→ GIVEN INFORMATION:
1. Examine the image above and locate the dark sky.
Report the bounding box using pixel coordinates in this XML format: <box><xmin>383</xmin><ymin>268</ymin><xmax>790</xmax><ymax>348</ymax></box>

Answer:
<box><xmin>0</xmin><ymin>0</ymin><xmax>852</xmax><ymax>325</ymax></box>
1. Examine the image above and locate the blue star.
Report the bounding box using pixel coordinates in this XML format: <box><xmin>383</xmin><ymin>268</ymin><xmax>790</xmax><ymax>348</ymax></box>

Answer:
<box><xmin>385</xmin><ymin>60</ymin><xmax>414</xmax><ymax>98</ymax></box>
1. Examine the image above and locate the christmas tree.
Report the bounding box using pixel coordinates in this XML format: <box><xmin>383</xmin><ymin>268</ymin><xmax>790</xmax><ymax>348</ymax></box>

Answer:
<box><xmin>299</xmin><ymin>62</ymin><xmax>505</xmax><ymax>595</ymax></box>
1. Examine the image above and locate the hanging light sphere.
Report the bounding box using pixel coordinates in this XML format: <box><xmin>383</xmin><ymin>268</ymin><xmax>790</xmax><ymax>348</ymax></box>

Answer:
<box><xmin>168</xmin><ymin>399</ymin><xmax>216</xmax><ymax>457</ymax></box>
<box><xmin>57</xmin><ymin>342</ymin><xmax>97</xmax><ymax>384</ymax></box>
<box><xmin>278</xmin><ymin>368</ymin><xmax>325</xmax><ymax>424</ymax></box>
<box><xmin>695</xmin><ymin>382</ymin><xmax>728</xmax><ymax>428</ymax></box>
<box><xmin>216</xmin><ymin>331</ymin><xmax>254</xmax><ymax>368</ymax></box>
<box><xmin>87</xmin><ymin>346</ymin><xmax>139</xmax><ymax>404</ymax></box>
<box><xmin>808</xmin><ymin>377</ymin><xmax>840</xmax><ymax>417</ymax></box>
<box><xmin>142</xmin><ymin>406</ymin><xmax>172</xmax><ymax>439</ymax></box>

→ THE EXERCISE: Rename every "locate" in the listing to "find" and reproduce the full listing with nothing else altered.

→ ANSWER TO THE PROBLEM:
1. Examine the image above and find the dark sky.
Report the bounding box using pixel coordinates in this XML format: <box><xmin>383</xmin><ymin>268</ymin><xmax>790</xmax><ymax>348</ymax></box>

Answer:
<box><xmin>0</xmin><ymin>0</ymin><xmax>852</xmax><ymax>325</ymax></box>
1. Examine the image above and find the blue star.
Report the bounding box using pixel coordinates in this XML format: <box><xmin>383</xmin><ymin>268</ymin><xmax>790</xmax><ymax>348</ymax></box>

Answer:
<box><xmin>385</xmin><ymin>60</ymin><xmax>414</xmax><ymax>98</ymax></box>
1. Examine the image above and find the christmas tree.
Report the bounding box using pixel coordinates in this XML format: <box><xmin>383</xmin><ymin>268</ymin><xmax>790</xmax><ymax>348</ymax></box>

Answer:
<box><xmin>299</xmin><ymin>62</ymin><xmax>505</xmax><ymax>595</ymax></box>
1. Examine the image above and find the hanging light sphere.
Report the bounding box using pixel coordinates in this XML format: <box><xmin>383</xmin><ymin>268</ymin><xmax>790</xmax><ymax>348</ymax></box>

Answer:
<box><xmin>168</xmin><ymin>399</ymin><xmax>216</xmax><ymax>457</ymax></box>
<box><xmin>57</xmin><ymin>342</ymin><xmax>97</xmax><ymax>384</ymax></box>
<box><xmin>278</xmin><ymin>368</ymin><xmax>325</xmax><ymax>424</ymax></box>
<box><xmin>695</xmin><ymin>382</ymin><xmax>728</xmax><ymax>428</ymax></box>
<box><xmin>216</xmin><ymin>331</ymin><xmax>254</xmax><ymax>368</ymax></box>
<box><xmin>87</xmin><ymin>346</ymin><xmax>139</xmax><ymax>404</ymax></box>
<box><xmin>808</xmin><ymin>377</ymin><xmax>840</xmax><ymax>417</ymax></box>
<box><xmin>142</xmin><ymin>406</ymin><xmax>172</xmax><ymax>439</ymax></box>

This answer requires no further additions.